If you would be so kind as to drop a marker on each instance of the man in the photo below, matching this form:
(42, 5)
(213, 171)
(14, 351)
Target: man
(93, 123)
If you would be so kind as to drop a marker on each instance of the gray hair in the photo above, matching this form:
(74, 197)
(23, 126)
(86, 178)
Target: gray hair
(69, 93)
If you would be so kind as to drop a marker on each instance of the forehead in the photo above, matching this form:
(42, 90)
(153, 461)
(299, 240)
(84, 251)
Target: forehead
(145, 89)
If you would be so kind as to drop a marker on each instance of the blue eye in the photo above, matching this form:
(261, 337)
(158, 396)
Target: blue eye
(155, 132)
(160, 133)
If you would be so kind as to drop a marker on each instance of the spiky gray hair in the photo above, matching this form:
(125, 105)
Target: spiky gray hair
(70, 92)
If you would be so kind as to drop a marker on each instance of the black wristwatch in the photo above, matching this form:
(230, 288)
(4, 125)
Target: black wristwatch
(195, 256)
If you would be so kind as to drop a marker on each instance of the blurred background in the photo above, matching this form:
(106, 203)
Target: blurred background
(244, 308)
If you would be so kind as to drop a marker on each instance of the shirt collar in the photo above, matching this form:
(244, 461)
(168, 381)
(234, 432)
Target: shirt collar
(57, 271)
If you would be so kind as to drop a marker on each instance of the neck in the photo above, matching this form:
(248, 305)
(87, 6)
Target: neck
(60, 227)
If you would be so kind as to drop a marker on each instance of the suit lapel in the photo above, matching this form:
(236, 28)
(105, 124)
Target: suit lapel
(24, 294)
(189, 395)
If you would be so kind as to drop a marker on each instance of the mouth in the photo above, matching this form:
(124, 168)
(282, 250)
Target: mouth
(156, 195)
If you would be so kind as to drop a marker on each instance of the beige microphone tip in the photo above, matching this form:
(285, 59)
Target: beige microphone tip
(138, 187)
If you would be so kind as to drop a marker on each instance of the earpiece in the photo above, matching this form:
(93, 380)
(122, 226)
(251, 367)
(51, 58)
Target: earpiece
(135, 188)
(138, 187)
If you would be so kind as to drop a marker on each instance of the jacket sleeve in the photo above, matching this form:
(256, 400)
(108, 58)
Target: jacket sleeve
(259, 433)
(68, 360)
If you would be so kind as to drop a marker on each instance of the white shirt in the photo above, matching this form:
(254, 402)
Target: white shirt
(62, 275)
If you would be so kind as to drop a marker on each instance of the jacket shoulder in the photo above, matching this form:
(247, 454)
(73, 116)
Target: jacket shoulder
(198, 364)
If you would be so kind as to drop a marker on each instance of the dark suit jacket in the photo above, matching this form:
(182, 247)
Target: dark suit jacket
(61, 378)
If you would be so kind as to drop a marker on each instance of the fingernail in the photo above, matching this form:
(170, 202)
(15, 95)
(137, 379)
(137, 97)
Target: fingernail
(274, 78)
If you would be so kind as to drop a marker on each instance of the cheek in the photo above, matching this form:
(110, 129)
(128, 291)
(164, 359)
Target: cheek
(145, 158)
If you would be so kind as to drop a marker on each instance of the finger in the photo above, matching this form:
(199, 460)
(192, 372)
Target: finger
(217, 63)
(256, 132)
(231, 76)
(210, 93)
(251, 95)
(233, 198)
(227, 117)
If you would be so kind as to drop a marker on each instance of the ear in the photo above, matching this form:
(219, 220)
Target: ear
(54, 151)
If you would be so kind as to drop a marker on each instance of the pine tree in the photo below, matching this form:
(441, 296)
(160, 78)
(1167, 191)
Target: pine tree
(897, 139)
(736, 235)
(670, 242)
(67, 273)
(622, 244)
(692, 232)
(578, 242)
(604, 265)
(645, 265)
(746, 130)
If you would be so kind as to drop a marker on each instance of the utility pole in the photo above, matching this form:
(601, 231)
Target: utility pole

■ ■ ■ ■ ■ ■ ■

» WHAT THIS TASK INVOLVES
Exactly reproduce the lines that run from the line with "of the ear in" through the last line of the records, inclusive.

» RESPONSE
If you would be so kind as to drop a marker on each instance of the ear in the photo above, matching this form:
(219, 220)
Target: ear
(54, 151)
If you would be so kind as to drop a marker on each instance of the pine tree in the photo below, matching this form:
(441, 296)
(160, 78)
(1167, 191)
Target: pine tree
(897, 139)
(736, 235)
(670, 242)
(67, 273)
(622, 244)
(692, 232)
(578, 242)
(604, 265)
(645, 265)
(746, 130)
If you would be so kind as to drop a marker on each instance of the utility pole in the photo above, matching this form:
(601, 231)
Target: utility pole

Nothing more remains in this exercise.